Print the items below verbatim, starting at the line that contains "Exercise. Mark the turquoise" and stopping after the line that contains "(1208, 557)".

========================================

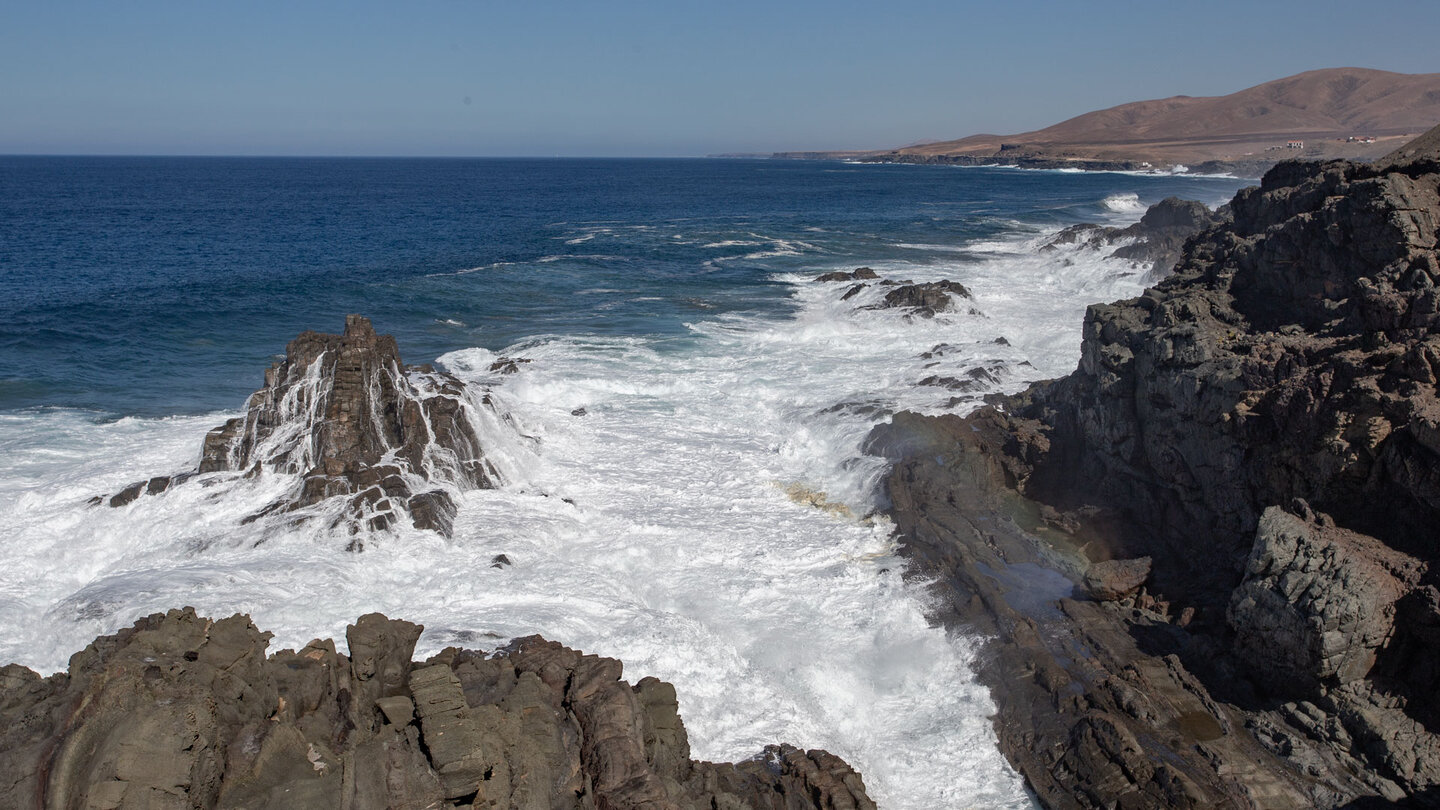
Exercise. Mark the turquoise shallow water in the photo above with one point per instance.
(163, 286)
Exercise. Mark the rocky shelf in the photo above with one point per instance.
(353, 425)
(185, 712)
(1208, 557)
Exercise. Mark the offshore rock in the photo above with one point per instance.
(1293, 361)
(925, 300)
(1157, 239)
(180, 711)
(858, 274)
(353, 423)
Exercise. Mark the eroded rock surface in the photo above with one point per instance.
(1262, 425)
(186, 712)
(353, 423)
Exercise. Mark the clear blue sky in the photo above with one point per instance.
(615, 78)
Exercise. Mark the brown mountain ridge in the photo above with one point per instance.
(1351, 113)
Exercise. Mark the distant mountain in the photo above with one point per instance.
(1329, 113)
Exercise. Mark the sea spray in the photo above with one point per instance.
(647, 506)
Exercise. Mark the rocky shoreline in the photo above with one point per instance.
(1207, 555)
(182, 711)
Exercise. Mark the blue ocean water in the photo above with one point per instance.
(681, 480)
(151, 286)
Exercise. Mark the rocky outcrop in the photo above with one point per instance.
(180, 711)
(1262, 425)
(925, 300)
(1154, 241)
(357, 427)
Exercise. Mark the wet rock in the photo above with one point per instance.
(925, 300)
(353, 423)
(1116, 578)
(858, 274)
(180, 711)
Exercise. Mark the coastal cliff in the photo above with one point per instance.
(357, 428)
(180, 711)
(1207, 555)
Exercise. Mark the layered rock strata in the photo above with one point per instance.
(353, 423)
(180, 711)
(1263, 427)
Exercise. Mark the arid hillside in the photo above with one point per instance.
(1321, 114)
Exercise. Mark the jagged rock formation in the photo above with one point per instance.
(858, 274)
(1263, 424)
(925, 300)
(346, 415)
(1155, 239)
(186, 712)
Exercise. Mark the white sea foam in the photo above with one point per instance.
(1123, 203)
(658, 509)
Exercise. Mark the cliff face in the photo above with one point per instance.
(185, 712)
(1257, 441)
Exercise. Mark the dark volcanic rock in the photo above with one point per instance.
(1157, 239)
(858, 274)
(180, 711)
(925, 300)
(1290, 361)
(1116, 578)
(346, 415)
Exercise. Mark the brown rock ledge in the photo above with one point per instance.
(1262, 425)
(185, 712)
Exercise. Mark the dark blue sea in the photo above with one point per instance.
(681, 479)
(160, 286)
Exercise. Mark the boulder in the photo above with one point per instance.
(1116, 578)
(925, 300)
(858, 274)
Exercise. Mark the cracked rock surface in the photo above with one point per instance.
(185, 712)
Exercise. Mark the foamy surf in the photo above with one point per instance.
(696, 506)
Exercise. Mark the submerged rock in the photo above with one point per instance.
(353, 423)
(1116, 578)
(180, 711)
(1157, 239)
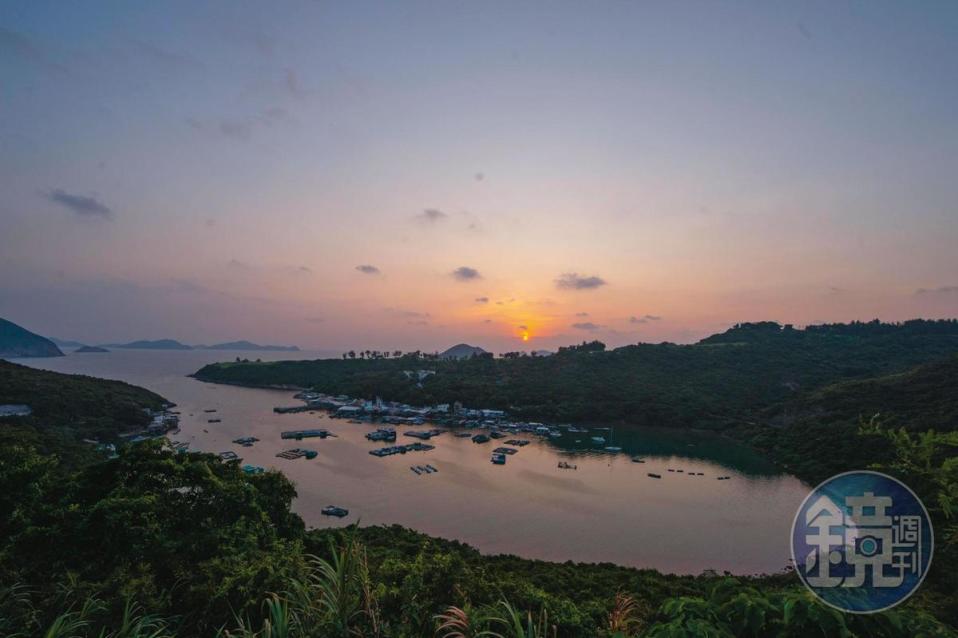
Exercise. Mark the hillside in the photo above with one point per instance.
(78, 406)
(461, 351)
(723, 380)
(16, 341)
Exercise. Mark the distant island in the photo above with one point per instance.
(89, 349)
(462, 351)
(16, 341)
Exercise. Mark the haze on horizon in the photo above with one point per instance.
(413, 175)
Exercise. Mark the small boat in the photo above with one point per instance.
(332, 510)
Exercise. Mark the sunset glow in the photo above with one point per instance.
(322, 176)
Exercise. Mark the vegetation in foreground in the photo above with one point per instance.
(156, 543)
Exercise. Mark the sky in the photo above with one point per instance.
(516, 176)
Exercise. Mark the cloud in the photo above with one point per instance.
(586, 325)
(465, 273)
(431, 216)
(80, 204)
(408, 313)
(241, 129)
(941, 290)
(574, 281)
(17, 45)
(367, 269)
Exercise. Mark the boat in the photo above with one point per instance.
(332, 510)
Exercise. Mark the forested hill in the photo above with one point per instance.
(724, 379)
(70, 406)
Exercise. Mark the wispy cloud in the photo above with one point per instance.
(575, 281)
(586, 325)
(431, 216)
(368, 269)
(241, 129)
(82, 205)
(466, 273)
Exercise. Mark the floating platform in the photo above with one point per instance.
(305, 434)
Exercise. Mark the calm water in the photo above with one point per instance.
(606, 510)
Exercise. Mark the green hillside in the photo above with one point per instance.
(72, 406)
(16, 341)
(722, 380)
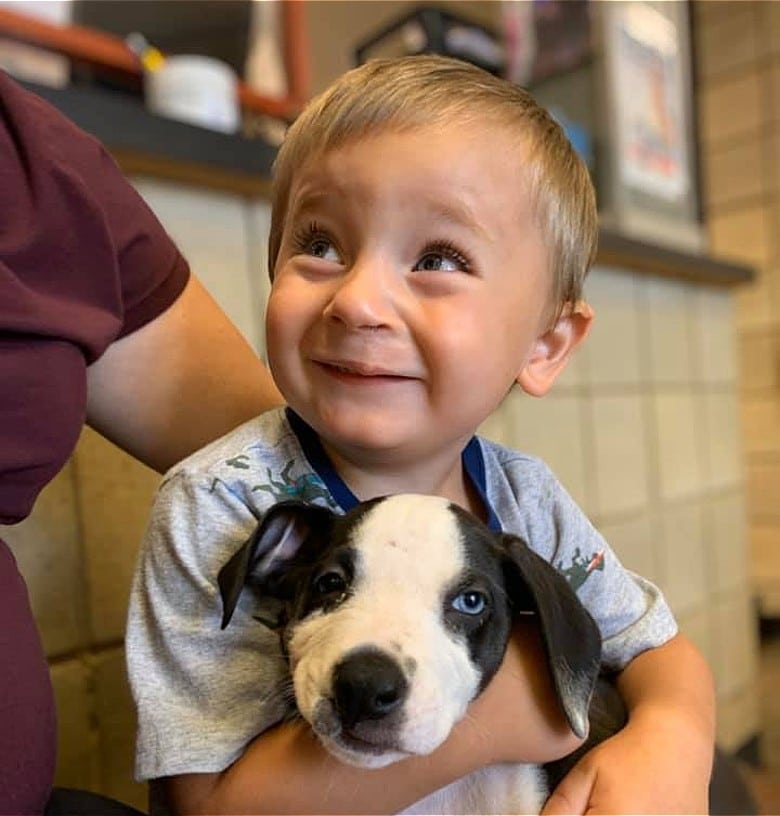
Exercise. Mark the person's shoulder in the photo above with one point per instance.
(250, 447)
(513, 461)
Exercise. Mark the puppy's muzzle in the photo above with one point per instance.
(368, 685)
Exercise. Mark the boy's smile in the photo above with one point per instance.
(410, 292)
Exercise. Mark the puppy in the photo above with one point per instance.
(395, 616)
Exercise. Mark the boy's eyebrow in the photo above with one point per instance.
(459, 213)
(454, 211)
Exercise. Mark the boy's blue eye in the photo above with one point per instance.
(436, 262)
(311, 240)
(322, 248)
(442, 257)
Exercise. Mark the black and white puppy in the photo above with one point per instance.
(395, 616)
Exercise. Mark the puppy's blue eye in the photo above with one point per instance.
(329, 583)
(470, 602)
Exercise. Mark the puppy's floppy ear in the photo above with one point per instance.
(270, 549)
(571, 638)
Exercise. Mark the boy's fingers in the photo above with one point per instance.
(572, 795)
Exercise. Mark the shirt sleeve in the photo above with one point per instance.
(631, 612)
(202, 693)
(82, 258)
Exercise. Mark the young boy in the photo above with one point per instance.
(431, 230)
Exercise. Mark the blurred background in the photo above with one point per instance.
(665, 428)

========================================

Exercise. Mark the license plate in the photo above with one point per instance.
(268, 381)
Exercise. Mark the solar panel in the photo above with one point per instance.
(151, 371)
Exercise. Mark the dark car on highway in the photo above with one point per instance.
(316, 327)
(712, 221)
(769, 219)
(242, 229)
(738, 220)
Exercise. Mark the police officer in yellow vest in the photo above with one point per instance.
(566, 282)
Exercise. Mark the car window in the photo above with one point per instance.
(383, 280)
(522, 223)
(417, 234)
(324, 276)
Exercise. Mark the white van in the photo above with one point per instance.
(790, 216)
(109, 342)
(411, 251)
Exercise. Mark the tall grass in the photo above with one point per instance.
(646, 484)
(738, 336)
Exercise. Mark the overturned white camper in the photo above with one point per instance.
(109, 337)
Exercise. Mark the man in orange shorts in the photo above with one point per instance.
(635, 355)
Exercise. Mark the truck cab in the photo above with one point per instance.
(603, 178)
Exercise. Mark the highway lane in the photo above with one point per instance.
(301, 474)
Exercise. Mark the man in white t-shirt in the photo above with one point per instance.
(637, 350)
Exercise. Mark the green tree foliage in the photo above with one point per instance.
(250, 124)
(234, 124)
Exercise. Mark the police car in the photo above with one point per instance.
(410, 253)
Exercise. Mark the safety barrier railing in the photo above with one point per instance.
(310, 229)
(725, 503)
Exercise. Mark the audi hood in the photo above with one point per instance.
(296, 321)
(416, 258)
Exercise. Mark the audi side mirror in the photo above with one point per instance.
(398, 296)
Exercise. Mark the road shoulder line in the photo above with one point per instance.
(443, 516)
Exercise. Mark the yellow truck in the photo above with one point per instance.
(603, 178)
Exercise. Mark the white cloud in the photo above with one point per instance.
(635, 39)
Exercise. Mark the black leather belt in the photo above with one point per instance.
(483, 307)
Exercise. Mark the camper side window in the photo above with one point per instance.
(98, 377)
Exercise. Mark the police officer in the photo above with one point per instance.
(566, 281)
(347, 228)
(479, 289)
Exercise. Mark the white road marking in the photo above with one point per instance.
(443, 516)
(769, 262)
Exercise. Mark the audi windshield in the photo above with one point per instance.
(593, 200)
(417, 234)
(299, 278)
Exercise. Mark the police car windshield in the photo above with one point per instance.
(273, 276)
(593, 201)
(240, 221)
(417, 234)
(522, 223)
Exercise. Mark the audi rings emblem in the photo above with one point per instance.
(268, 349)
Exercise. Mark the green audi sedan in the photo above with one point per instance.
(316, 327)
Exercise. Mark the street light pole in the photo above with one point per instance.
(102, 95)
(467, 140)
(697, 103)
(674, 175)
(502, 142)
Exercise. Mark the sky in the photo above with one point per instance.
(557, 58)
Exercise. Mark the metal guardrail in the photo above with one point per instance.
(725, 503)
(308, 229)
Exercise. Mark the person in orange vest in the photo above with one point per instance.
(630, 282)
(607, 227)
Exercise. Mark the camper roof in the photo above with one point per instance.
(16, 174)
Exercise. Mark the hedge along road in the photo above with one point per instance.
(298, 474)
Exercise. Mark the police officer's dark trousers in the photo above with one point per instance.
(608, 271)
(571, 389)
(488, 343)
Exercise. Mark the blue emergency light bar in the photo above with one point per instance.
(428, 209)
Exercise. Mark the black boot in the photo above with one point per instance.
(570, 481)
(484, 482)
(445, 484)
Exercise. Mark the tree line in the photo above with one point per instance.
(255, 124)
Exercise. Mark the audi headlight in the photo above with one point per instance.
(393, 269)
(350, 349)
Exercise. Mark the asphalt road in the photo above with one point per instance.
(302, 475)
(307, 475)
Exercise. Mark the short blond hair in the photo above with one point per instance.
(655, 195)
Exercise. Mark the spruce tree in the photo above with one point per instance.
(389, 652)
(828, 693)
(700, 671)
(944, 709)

========================================

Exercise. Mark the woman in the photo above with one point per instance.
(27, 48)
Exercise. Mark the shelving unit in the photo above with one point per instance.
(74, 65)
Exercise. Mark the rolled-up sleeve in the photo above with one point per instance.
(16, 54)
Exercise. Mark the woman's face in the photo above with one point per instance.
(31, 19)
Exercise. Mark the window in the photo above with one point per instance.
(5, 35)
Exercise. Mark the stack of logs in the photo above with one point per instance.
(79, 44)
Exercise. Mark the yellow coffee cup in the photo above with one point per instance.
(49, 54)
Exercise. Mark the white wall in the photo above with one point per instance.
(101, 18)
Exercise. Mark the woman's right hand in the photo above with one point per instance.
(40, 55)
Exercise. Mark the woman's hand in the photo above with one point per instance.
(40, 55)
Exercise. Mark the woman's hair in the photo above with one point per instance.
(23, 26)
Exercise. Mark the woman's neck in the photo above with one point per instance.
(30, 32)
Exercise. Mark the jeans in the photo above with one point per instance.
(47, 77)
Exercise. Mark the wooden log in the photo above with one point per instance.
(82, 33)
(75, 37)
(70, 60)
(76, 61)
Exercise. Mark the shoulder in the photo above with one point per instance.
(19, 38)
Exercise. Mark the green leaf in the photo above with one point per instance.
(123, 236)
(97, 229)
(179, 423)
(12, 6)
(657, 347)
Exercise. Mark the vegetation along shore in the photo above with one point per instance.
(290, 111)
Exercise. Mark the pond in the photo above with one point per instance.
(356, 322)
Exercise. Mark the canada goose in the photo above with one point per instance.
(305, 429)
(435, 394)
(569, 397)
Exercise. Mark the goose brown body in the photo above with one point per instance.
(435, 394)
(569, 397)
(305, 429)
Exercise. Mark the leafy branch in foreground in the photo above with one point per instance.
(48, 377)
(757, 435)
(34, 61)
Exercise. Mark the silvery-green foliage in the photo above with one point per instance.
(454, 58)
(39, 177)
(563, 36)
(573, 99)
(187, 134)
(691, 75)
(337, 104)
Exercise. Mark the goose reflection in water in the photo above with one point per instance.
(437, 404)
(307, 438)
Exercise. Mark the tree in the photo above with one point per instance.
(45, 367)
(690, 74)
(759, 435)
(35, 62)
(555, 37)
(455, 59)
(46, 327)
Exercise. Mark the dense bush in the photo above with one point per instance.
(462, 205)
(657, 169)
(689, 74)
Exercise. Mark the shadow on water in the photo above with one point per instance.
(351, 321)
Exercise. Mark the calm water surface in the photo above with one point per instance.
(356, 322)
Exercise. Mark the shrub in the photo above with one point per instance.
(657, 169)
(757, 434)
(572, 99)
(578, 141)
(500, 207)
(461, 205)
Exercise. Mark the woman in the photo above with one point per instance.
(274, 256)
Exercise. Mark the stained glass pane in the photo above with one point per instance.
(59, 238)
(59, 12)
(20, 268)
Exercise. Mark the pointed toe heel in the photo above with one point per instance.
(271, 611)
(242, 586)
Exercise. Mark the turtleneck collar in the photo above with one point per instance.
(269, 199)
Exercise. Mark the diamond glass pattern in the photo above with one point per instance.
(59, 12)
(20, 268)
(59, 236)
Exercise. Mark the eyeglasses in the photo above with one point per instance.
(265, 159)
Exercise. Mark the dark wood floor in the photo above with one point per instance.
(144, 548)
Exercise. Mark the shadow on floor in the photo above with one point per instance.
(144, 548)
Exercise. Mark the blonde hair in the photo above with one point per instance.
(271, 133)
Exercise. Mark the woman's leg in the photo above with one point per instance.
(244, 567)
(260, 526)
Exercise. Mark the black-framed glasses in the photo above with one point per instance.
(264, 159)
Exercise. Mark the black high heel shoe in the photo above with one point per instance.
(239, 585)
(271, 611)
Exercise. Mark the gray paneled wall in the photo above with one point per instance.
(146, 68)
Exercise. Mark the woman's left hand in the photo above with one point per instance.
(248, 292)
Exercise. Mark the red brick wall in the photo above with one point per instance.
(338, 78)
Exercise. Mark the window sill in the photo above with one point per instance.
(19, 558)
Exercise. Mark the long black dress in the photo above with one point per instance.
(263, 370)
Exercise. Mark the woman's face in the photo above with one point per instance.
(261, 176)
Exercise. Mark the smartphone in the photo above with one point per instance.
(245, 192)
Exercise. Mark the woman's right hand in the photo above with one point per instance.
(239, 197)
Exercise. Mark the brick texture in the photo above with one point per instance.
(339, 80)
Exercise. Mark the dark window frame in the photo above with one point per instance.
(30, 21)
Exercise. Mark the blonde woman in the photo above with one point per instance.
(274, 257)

========================================

# Written answer
Exercise. Mark the turquoise shallow water in the photo above with one point per instance.
(163, 286)
Exercise. Mark the rocky shelf in the photo above with one point per instance.
(353, 425)
(185, 712)
(1208, 557)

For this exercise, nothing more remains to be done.